### Short exercise
Find each line in the data below that contains the word "trousers" and copy those lines out.

### Object point labels
======
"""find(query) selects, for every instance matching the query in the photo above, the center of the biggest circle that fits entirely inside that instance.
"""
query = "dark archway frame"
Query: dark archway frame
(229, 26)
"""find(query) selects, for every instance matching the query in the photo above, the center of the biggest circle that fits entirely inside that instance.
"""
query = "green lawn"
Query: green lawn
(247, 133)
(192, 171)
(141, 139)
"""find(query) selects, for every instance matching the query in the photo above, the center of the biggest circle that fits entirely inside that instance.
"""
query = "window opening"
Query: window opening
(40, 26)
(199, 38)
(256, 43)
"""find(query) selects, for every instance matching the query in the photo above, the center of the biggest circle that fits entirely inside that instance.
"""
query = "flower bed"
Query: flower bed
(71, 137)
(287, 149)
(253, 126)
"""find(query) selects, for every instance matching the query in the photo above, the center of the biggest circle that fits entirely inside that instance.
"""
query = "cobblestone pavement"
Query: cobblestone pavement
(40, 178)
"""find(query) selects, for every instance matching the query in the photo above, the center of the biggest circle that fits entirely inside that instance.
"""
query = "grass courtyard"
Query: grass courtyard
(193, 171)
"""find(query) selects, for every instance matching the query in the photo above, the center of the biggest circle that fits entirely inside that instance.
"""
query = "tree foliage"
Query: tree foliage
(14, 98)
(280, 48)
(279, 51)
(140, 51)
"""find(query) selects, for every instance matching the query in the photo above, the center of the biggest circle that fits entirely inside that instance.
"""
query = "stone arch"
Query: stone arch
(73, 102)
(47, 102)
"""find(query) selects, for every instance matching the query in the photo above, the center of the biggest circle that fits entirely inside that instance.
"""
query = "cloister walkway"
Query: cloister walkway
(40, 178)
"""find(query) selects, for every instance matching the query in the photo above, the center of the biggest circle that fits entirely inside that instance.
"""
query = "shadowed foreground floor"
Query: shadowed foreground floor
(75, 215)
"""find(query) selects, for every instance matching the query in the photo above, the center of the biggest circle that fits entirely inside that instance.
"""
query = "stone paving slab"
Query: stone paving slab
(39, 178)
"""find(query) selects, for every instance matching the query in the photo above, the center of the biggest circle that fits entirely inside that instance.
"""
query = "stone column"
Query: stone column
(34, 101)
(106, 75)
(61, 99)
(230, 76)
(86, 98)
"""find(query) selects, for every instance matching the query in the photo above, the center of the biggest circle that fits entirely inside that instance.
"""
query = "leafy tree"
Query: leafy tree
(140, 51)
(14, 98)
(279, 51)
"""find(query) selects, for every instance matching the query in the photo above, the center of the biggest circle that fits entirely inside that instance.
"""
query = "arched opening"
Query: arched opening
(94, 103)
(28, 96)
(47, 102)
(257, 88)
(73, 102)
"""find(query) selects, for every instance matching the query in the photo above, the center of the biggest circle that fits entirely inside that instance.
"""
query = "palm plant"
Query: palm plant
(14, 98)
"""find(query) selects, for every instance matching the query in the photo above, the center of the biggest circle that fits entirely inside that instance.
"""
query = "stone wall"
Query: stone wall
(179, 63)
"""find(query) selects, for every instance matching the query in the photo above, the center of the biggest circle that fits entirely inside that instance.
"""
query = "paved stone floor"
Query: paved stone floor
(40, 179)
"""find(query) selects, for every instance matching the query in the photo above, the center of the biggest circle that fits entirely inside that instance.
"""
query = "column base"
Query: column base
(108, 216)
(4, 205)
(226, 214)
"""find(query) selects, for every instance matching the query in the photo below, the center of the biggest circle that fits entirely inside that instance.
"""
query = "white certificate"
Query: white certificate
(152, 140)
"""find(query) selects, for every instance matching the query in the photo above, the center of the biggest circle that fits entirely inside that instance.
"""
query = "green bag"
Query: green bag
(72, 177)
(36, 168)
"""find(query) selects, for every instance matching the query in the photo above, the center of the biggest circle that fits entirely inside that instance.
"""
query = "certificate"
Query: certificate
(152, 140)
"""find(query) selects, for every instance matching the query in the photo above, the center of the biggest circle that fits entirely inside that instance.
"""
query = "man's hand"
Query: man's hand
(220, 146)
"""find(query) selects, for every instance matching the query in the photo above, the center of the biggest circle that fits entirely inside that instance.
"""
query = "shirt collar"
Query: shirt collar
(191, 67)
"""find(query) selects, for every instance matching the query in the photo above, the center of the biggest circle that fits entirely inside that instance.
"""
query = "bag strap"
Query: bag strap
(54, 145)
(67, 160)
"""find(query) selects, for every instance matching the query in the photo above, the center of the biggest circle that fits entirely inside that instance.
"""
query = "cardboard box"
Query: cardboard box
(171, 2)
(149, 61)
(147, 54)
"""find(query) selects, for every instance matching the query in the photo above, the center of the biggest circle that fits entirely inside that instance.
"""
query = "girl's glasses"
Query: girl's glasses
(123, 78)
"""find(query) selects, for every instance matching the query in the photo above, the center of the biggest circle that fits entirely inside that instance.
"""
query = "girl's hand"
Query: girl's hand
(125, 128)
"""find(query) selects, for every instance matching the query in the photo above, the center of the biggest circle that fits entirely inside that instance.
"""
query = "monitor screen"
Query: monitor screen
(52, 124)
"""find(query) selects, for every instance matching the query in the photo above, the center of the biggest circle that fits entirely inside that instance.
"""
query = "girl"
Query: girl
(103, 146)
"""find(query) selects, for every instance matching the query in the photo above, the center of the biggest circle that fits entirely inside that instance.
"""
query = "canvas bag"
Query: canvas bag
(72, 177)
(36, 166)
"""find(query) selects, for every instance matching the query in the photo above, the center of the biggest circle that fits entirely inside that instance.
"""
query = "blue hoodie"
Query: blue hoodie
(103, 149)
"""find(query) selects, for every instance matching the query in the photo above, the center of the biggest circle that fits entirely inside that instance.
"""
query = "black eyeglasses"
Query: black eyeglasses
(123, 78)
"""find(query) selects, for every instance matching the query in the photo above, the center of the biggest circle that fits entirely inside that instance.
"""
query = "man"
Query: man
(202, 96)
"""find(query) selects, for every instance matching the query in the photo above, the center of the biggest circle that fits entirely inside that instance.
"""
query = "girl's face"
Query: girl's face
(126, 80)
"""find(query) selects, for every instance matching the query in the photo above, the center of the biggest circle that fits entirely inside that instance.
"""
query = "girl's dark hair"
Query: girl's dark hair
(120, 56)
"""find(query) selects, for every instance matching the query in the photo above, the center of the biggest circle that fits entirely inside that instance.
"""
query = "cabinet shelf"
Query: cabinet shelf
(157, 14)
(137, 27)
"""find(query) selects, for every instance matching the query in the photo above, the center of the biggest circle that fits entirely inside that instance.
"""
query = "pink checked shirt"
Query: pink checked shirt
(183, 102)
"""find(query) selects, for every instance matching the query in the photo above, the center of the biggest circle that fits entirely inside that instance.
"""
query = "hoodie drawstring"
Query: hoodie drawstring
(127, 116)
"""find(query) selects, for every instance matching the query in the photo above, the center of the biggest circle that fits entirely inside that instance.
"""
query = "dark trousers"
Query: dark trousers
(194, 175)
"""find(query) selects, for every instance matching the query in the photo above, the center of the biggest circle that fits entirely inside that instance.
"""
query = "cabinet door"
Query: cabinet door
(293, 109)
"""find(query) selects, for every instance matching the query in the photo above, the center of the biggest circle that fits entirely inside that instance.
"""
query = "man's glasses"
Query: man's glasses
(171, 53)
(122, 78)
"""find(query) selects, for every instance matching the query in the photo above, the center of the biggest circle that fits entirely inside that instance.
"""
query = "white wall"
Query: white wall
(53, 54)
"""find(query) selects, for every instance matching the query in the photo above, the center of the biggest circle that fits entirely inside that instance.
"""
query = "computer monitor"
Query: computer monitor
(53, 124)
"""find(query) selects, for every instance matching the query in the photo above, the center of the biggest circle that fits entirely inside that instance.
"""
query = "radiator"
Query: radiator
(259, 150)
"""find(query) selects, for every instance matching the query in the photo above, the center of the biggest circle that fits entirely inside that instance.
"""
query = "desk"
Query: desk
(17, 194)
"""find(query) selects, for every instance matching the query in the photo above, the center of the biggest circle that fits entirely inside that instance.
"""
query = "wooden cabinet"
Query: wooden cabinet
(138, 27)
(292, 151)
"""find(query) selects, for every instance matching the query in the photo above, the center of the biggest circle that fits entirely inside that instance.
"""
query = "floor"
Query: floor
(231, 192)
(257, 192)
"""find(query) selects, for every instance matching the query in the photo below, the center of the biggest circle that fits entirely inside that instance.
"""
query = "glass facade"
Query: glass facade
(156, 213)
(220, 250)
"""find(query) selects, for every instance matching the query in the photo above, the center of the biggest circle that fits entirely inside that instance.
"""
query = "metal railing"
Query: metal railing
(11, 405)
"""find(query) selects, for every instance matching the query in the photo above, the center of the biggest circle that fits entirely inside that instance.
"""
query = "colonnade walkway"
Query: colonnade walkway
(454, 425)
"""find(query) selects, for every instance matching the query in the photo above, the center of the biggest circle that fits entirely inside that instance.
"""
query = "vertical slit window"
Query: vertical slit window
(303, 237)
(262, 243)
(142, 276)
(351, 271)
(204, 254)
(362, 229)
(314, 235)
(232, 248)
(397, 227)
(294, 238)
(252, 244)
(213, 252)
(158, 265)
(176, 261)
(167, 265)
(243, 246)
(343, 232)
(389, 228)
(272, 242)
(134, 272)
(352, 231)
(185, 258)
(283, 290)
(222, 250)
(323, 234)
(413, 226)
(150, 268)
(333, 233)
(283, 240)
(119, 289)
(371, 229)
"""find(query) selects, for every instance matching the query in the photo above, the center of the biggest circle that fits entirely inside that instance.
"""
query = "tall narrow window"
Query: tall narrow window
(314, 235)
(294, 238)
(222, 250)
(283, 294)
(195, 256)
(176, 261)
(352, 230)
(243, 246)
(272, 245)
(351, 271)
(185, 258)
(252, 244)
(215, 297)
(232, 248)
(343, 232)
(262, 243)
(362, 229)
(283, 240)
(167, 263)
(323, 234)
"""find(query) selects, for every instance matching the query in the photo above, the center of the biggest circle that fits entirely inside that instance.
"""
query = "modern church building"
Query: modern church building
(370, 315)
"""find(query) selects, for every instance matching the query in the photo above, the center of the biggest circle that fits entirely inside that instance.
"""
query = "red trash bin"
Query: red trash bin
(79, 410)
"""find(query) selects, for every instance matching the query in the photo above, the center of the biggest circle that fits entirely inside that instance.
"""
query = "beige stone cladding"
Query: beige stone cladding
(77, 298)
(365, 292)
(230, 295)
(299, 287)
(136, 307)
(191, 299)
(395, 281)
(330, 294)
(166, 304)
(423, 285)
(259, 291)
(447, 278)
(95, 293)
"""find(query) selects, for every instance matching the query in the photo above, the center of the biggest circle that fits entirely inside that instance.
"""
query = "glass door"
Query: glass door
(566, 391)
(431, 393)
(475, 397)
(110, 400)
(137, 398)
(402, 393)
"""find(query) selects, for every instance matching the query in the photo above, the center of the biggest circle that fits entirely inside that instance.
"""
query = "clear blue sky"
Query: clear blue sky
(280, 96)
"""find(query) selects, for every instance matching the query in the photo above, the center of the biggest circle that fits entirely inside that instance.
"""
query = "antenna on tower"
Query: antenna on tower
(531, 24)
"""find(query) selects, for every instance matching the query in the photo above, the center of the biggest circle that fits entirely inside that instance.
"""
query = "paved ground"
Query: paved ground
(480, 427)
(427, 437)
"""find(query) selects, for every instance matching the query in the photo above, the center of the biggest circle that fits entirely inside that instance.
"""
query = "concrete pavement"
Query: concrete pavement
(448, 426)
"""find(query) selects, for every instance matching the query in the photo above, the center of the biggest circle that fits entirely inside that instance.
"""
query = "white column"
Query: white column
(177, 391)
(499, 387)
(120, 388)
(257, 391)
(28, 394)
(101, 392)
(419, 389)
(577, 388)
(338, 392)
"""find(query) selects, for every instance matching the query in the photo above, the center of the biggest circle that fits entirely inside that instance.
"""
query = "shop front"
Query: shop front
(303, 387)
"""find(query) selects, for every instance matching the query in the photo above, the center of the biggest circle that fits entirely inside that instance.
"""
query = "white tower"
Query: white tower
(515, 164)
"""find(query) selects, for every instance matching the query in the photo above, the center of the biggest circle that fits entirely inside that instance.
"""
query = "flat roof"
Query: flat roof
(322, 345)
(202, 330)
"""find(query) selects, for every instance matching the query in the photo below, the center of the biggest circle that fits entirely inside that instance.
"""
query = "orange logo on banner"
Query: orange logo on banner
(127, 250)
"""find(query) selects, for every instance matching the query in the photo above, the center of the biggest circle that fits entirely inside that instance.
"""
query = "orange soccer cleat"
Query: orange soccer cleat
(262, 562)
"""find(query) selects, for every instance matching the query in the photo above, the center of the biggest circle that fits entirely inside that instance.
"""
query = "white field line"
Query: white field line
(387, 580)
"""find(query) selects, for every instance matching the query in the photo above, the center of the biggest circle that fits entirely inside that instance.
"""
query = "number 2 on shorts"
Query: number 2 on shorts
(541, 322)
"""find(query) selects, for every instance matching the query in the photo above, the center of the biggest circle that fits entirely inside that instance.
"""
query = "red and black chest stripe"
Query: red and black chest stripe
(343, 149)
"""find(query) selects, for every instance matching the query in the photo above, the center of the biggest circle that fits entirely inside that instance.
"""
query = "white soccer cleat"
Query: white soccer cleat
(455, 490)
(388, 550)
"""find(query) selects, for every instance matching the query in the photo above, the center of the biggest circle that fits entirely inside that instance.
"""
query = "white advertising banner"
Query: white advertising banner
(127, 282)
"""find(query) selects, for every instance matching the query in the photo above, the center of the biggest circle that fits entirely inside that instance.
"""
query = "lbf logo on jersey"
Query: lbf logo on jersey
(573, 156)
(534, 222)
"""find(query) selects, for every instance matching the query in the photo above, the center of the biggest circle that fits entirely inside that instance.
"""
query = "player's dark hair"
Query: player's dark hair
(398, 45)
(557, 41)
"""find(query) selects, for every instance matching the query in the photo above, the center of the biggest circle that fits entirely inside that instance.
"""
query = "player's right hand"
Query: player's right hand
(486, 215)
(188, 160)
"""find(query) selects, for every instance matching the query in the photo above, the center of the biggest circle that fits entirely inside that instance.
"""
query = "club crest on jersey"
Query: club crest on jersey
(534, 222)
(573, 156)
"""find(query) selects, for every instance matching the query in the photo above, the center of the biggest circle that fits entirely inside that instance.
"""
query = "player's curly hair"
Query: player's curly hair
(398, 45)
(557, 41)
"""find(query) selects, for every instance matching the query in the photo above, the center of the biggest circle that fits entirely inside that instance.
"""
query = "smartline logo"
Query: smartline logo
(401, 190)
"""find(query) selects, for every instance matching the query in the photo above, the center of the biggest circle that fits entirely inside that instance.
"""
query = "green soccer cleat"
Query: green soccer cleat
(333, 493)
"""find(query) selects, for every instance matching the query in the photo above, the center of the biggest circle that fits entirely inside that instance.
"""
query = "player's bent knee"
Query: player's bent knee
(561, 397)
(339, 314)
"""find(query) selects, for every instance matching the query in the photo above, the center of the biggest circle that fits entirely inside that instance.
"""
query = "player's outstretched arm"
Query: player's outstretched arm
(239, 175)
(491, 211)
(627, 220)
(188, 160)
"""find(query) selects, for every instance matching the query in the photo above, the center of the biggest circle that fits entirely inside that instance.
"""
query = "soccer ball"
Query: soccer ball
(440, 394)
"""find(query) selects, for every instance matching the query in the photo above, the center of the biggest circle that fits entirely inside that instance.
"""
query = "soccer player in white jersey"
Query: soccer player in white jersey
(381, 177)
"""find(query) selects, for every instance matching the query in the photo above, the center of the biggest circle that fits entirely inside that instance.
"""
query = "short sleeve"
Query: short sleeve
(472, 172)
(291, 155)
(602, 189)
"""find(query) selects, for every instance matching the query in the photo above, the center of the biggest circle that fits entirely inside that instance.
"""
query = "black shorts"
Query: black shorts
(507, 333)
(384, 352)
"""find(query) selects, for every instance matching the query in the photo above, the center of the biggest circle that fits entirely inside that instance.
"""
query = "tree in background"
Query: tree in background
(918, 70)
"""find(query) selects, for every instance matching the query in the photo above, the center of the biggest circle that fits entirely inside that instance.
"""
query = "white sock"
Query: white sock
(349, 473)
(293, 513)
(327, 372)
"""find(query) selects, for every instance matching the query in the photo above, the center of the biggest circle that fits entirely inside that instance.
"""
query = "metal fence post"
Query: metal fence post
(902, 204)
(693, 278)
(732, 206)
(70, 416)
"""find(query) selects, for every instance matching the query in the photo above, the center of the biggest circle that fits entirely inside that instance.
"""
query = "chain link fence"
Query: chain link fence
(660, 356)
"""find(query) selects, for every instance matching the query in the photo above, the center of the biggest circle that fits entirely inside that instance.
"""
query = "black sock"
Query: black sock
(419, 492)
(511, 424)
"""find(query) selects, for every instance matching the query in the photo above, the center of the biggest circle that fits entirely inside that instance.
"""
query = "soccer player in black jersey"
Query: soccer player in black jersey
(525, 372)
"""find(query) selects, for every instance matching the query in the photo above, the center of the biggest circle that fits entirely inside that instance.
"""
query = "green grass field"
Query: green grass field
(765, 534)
======
### Correct result
query = "dark trousers"
Query: dark trousers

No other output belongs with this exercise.